Excerpted data:

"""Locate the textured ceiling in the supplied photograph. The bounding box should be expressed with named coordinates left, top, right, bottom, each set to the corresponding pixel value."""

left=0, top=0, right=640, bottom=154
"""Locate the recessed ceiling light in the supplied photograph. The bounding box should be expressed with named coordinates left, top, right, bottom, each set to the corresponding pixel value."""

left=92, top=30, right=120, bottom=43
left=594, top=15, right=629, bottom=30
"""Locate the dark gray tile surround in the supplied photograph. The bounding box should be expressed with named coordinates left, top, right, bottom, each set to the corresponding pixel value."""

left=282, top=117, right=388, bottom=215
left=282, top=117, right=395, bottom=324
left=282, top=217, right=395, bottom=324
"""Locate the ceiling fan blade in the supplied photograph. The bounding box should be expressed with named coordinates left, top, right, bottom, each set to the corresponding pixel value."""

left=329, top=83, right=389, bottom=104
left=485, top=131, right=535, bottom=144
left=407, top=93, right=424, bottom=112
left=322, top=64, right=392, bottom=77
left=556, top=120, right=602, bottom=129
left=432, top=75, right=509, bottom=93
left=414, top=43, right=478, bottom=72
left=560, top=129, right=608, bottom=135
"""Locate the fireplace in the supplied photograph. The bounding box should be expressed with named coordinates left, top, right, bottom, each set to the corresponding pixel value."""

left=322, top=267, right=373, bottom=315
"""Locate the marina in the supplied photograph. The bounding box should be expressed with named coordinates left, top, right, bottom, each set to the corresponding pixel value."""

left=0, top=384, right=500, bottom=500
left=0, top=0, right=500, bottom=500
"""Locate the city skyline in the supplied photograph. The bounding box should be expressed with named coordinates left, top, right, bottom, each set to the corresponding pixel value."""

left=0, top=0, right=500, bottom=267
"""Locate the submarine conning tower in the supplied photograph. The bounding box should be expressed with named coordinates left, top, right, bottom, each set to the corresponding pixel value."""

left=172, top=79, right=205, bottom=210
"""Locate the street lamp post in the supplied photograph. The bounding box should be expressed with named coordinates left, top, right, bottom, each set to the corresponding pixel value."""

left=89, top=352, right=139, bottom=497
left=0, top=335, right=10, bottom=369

Stated task: Put every line of the entries above into a JSON list of strings, one string per line, and leave out the blank lines.

Output:
[
  "\"\"\"Locate the textured ceiling in the supplied photograph. The bounding box should be expressed with named coordinates left, top, right, bottom, each set to the corresponding pixel value.\"\"\"",
  "left=0, top=0, right=640, bottom=154",
  "\"\"\"Locate the recessed ceiling light in the supplied photograph. The bounding box should be expressed with named coordinates left, top, right, bottom, each set to the corresponding pixel value.\"\"\"",
  "left=92, top=30, right=120, bottom=43",
  "left=594, top=15, right=629, bottom=30",
  "\"\"\"Locate the dark gray tile surround in the supplied photograph. The bounding box should be expressed with named coordinates left, top, right, bottom, each set to the corresponding pixel value.\"\"\"",
  "left=282, top=117, right=388, bottom=215",
  "left=282, top=117, right=395, bottom=324",
  "left=282, top=217, right=395, bottom=324",
  "\"\"\"Locate the ceiling fan blade in the supplied photograph. The bounding box should be expressed with named coordinates left, top, right, bottom, each set to the corresponding pixel value.\"\"\"",
  "left=329, top=83, right=389, bottom=104",
  "left=485, top=131, right=535, bottom=144",
  "left=407, top=93, right=424, bottom=112",
  "left=322, top=64, right=392, bottom=77",
  "left=556, top=120, right=602, bottom=129",
  "left=432, top=75, right=509, bottom=93",
  "left=414, top=43, right=478, bottom=72",
  "left=560, top=129, right=608, bottom=135",
  "\"\"\"Locate the fireplace in the supplied photograph. The bounding box should be expressed with named coordinates left, top, right, bottom, each set to the corresponding pixel value.\"\"\"",
  "left=322, top=267, right=373, bottom=315",
  "\"\"\"Locate the marina in the supplied photograph. The bounding box should be expressed with named coordinates left, top, right, bottom, each set to the corresponding pixel value.\"\"\"",
  "left=0, top=384, right=500, bottom=500",
  "left=0, top=0, right=500, bottom=500",
  "\"\"\"Locate the city skyline in the supplied photograph. The bounding box should be expressed with named coordinates left, top, right, bottom, each set to the corresponding pixel value.\"\"\"",
  "left=0, top=0, right=500, bottom=267",
  "\"\"\"Locate the submarine conning tower in the supplied photograph. The bounding box should be expressed with named coordinates left, top, right, bottom, each set to the corresponding pixel value.\"\"\"",
  "left=172, top=79, right=205, bottom=210",
  "\"\"\"Locate the street lamp post in the supplied photograph. The bounding box should be expressed with named coordinates left, top, right, bottom, each set to the corresponding pixel value.\"\"\"",
  "left=89, top=352, right=139, bottom=497",
  "left=0, top=335, right=10, bottom=369"
]